> **Page extract**
§ §

Kaiser Poll Finds Declining Support For Medicare For All
WASHINGTON – As Democratic presidential hopefuls take the debate stage this week, a new national poll by the Kaiser Family Foundation finds that support for Medicare for all is on the decline, as “a larger share of Democrats and Democratic-leaning independents would prefer lawmakers build on the existing ACA” and “the share of Democrats who now say they ‘strongly favor’ a national Medicare-for-all plan is down” 12 percentage points in the three months since Kaiser last asked the question.
And as candidates promote plans that would eliminate Americans’ existing health coverage, the poll notably finds that 86 percent of adults with employer-provided coverage rate their coverage as “good” or “excellent.”
Meanwhile, as CNN reports, the poll finds that views regarding a new government insurance program, called the “public option,” “can swing wildly depending on what additional information people receive … [S]upport wanes if people hear that doctors and hospitals would be paid less or that a public option would lead to too much government involvement in health care.”
Examining the impacts of the “public option” in a story headlined “How a Medicare Buy-In or Public Option Could Threaten Obamacare,” The New York Times reports that “a public option may well threaten the A.C.A. in unexpected ways.”

§ §

> **Data extract**
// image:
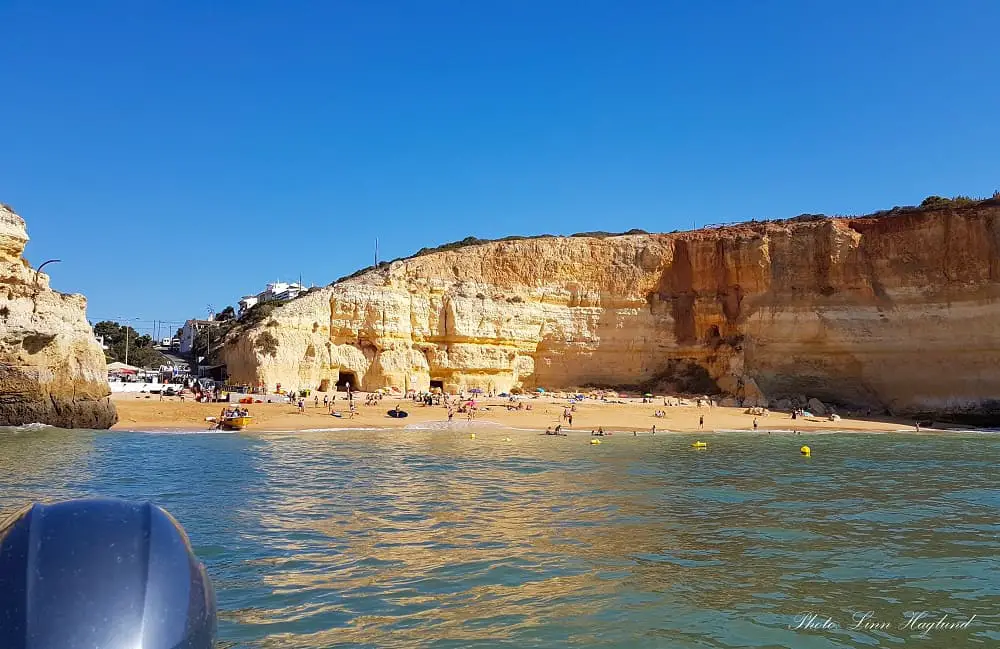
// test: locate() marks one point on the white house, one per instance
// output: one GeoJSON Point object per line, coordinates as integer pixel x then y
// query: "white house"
{"type": "Point", "coordinates": [280, 291]}
{"type": "Point", "coordinates": [274, 291]}
{"type": "Point", "coordinates": [246, 302]}
{"type": "Point", "coordinates": [190, 330]}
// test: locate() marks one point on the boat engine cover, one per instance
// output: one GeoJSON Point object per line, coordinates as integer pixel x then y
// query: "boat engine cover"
{"type": "Point", "coordinates": [101, 574]}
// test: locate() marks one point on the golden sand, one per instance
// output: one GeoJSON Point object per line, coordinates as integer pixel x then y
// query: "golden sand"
{"type": "Point", "coordinates": [147, 412]}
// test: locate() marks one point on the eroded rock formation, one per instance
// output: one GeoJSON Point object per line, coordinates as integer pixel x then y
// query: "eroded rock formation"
{"type": "Point", "coordinates": [898, 311]}
{"type": "Point", "coordinates": [52, 370]}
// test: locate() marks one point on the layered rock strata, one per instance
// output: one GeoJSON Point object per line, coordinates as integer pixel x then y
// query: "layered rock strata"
{"type": "Point", "coordinates": [897, 311]}
{"type": "Point", "coordinates": [52, 370]}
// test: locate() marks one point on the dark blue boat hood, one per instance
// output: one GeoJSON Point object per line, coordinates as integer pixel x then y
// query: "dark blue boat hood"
{"type": "Point", "coordinates": [101, 574]}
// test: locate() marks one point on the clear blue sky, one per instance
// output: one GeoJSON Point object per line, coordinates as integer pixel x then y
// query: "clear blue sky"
{"type": "Point", "coordinates": [178, 153]}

§ §

> **Using the information**
(a) In the Kaiser poll article, what share of adults with employer-provided coverage rate that coverage as "good" or "excellent"?
(b) Transcribe the Kaiser poll article, starting at "Kaiser Poll Finds" and ending at "asked the question.".
(c) Condense the paragraph of the Kaiser poll article that begins "Meanwhile, as CNN reports" into a shorter version that keeps its main facts.

> **List of answers**
(a) 86 percent

(b)
Kaiser Poll Finds Declining Support For Medicare For All
WASHINGTON – As Democratic presidential hopefuls take the debate stage this week, a new national poll by the Kaiser Family Foundation finds that support for Medicare for all is on the decline, as “a larger share of Democrats and Democratic-leaning independents would prefer lawmakers build on the existing ACA” and “the share of Democrats who now say they ‘strongly favor’ a national Medicare-for-all plan is down” 12 percentage points in the three months since Kaiser last asked the question.

(c) CNN reports that the poll finds views on a new government insurance program, the "public option," can swing widely depending on what additional information people receive. Support falls when people hear that doctors and hospitals would be paid less or that it would lead to too much government involvement in health care.